* [WRITTEN TASK A]:
Please reproduce the rows verbatim, from the first row through the line containing "x=1242, y=464".

--- START EXTRACT PROVIDED ---

Trevor Strohman

Ph.D. Computer Science
University of Massachusetts, Amherst

Now at Google.

Research Interests

I am interested in algorithms, technologies, and systems that help people understand arbitrarily structured datasets (particularly large ones).

Indri

I was the primary developer of Indri, a scalable language modeling search engine that supports structured queries. Indri is a part of the Lemur project, and includes code and substantial insight from Howard Turtle and Don Metzler.

Galago

Galago is a new search engine I have developed for my dissertation work. It includes a distributed computation framework called TupleFlow which is an extension of MapReduce. In addition, it can build three different kinds of indexes, two of which are used in my dissertation, and a third kind which supports a subset of the Indri query language.

--- END EXTRACT PROVIDED ---

* [WRITTEN TASK B]:
Rewrite the stretch of the research profile from "Galago is a" through "Indri query language.", swapping "TupleFlow" for "StreamFlow".

--- START PROVIDED RECORDS ---

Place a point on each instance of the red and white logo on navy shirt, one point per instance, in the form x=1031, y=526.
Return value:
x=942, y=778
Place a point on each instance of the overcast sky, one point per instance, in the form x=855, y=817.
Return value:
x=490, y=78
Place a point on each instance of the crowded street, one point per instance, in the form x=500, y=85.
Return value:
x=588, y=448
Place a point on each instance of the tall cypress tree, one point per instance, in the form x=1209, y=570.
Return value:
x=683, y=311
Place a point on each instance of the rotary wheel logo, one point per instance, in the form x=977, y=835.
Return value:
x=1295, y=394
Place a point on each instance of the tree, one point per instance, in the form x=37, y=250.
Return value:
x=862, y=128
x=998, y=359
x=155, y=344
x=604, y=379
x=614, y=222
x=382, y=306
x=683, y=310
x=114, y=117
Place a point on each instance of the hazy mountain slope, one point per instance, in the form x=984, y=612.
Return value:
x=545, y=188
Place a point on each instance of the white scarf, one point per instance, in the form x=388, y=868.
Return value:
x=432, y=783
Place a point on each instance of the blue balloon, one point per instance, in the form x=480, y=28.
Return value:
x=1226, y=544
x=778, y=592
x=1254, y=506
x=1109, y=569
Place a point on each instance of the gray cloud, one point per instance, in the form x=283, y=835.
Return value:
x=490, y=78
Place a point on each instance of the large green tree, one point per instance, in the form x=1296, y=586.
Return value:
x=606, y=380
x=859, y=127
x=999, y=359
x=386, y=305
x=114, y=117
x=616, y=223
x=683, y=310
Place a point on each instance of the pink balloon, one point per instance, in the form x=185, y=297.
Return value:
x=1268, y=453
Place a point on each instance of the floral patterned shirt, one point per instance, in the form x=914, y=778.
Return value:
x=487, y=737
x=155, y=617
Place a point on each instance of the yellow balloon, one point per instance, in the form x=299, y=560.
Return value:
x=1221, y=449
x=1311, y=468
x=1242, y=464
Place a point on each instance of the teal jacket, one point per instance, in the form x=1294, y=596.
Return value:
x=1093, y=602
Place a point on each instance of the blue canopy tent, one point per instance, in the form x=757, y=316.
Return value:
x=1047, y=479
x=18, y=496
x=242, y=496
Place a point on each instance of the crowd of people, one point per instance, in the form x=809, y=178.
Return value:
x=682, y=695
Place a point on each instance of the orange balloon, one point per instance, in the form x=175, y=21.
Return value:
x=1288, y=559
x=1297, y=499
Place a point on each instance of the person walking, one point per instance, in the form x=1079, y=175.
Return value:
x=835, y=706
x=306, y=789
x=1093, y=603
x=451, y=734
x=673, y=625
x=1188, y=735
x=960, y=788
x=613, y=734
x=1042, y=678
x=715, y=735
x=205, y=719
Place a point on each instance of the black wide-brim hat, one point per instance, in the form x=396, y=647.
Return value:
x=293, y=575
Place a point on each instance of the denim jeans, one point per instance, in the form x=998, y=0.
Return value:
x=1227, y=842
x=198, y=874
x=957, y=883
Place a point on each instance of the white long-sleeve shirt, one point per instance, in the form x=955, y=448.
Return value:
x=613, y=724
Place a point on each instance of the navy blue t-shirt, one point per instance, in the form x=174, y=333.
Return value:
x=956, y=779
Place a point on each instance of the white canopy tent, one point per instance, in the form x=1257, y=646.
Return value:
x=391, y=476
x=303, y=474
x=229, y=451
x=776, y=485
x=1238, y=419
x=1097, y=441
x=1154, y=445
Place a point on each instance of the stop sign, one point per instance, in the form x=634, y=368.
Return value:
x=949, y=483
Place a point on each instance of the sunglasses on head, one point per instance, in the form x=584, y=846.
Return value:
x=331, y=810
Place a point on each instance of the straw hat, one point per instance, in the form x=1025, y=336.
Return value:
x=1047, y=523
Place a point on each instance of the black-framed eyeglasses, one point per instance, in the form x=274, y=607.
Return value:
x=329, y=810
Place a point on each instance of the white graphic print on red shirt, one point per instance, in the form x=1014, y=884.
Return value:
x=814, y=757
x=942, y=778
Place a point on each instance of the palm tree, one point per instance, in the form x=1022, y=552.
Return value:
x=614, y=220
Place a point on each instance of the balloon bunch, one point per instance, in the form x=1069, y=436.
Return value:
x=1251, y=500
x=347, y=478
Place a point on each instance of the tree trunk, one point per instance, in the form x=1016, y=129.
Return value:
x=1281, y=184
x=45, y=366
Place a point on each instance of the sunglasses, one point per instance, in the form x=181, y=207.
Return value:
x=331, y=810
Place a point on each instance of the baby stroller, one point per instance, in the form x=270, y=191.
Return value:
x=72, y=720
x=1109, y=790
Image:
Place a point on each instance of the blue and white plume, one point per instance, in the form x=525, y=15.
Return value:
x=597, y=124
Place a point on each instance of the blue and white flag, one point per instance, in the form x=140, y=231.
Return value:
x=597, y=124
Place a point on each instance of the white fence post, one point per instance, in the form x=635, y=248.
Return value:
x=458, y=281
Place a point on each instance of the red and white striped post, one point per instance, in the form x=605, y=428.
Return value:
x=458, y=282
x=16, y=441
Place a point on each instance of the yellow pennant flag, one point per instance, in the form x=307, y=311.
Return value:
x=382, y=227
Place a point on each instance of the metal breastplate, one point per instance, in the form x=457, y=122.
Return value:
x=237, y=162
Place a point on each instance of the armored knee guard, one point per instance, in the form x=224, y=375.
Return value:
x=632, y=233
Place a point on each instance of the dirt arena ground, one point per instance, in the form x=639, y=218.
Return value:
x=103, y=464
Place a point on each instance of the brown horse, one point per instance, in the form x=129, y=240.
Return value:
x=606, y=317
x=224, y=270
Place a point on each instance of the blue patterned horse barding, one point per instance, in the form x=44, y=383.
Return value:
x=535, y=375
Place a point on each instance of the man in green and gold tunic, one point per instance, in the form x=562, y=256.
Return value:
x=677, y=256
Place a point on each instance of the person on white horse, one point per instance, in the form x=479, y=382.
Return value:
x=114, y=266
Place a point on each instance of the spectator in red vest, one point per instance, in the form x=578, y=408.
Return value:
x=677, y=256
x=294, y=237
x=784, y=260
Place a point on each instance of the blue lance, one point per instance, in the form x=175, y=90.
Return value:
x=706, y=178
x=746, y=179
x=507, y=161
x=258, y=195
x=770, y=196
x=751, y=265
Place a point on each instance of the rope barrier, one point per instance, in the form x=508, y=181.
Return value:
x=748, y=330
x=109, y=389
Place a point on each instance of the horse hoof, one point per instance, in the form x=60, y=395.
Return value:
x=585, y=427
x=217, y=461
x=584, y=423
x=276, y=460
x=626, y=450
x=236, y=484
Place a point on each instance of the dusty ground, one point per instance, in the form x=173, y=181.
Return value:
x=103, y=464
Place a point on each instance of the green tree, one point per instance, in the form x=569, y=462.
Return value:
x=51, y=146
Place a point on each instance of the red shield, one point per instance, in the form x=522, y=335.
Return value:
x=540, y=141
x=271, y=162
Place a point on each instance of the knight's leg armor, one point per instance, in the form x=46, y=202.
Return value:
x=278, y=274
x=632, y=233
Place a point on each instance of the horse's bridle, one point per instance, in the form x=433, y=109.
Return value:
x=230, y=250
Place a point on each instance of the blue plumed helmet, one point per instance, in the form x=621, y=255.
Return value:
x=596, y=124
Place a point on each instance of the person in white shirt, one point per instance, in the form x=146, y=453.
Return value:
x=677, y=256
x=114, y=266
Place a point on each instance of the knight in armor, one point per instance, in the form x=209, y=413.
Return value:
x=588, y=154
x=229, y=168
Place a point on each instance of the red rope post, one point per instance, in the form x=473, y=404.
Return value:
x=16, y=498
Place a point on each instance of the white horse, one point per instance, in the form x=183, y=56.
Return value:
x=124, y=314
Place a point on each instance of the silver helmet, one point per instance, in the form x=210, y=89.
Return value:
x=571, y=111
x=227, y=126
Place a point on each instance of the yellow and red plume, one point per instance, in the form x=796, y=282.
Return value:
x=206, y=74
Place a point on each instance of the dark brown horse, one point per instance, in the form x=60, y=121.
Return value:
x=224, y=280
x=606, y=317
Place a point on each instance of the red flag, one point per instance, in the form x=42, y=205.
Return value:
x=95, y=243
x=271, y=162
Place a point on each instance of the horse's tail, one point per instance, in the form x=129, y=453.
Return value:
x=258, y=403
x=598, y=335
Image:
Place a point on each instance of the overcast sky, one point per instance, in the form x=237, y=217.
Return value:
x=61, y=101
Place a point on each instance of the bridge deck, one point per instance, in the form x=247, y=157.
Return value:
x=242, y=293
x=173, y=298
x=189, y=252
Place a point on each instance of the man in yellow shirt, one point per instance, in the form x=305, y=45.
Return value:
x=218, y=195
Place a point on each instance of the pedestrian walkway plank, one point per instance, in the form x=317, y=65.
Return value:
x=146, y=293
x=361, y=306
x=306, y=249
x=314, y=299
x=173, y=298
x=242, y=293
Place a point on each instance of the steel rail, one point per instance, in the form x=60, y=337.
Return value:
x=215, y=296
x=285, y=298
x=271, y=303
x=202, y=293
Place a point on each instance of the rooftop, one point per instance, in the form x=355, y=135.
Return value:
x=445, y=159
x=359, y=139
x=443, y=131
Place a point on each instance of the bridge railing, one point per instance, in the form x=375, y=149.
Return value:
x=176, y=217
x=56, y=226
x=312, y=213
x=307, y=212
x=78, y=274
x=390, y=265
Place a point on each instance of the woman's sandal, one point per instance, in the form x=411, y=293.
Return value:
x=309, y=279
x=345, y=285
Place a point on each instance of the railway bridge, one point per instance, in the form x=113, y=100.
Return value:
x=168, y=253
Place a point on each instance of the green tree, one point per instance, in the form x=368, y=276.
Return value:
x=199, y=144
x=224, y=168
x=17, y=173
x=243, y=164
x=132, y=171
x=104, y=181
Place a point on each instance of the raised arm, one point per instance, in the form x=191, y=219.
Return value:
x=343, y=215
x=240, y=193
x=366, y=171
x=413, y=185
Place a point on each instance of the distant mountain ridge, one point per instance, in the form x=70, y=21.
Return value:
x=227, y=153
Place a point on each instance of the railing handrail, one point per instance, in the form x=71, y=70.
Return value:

--- END PROVIDED RECORDS ---

* [WORKED ANSWER A]:
Place a point on each instance of the red and white logo on navy shirt, one point per instance, in the form x=1031, y=526.
Return value:
x=942, y=778
Place a point on each instance of the overcast sky, one point per instance, in the form x=855, y=817.
Return value:
x=490, y=78
Place a point on each instance of the crowded street, one point per instance, in the form x=500, y=85.
Return value:
x=588, y=448
Place a point on each instance of the tall cypress tree, one point per instance, in the form x=1209, y=570.
Return value:
x=683, y=311
Place a point on each instance of the rotary wheel logo, one point per instance, in the form x=977, y=835.
Return value:
x=1295, y=394
Place a point on each instance of the tree, one point per instance, in the form x=37, y=250.
Return value:
x=862, y=128
x=998, y=359
x=155, y=344
x=604, y=379
x=614, y=222
x=382, y=306
x=683, y=310
x=114, y=117
Place a point on each instance of the hazy mountain slope, one point per instance, in the form x=984, y=612.
Return value:
x=545, y=188
Place a point on each instance of the white scarf, one point per instance, in the form x=388, y=868.
Return value:
x=432, y=783
Place a point on each instance of the blue balloon, one point per instance, in the form x=480, y=28.
Return value:
x=1226, y=544
x=778, y=592
x=1254, y=506
x=1109, y=569
Place a point on each instance of the gray cloud, one point per instance, in the form x=283, y=835.
Return value:
x=490, y=78
Place a point on each instance of the large green tree, one point per instance, in the form x=1296, y=586.
Return value:
x=606, y=380
x=859, y=127
x=999, y=359
x=386, y=305
x=114, y=117
x=616, y=223
x=683, y=310
Place a point on each instance of the pink balloon, one point per instance, in the form x=185, y=297.
Return value:
x=1268, y=453
Place a point on each instance of the floral patterned shirt, one point per instance, in the form x=914, y=778.
Return value:
x=487, y=737
x=155, y=617
Place a point on each instance of the yellow balloon, one point per instance, in the form x=299, y=560.
Return value:
x=1221, y=449
x=1311, y=468
x=1242, y=464

* [WORKED ANSWER B]:
Galago is a new search engine I have developed for my dissertation work. It includes a distributed computation framework called StreamFlow which is an extension of MapReduce. In addition, it can build three different kinds of indexes, two of which are used in my dissertation, and a third kind which supports a subset of the Indri query language.